───── Given information

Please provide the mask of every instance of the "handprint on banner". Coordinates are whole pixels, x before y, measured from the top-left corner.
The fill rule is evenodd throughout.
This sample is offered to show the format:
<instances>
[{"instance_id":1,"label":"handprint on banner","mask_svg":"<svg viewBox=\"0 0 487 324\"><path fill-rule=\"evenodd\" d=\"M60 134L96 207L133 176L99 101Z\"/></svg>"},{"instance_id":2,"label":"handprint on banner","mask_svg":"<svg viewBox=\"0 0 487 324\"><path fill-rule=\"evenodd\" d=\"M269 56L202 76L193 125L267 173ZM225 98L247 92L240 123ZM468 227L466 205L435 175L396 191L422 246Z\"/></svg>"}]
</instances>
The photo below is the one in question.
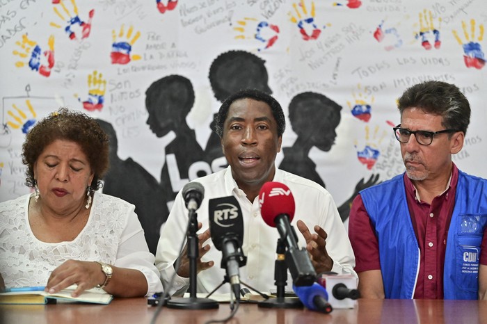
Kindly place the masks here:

──────────

#### Problem description:
Reproduce verbatim the lines from the first line through the line containing "<instances>", with both of those lines included.

#### Worked solution:
Please provide the mask of every instance of the "handprint on banner". Coordinates are whole pixels, x before y, measured from the top-left corner.
The fill rule is evenodd throughout.
This sample is offered to show the format:
<instances>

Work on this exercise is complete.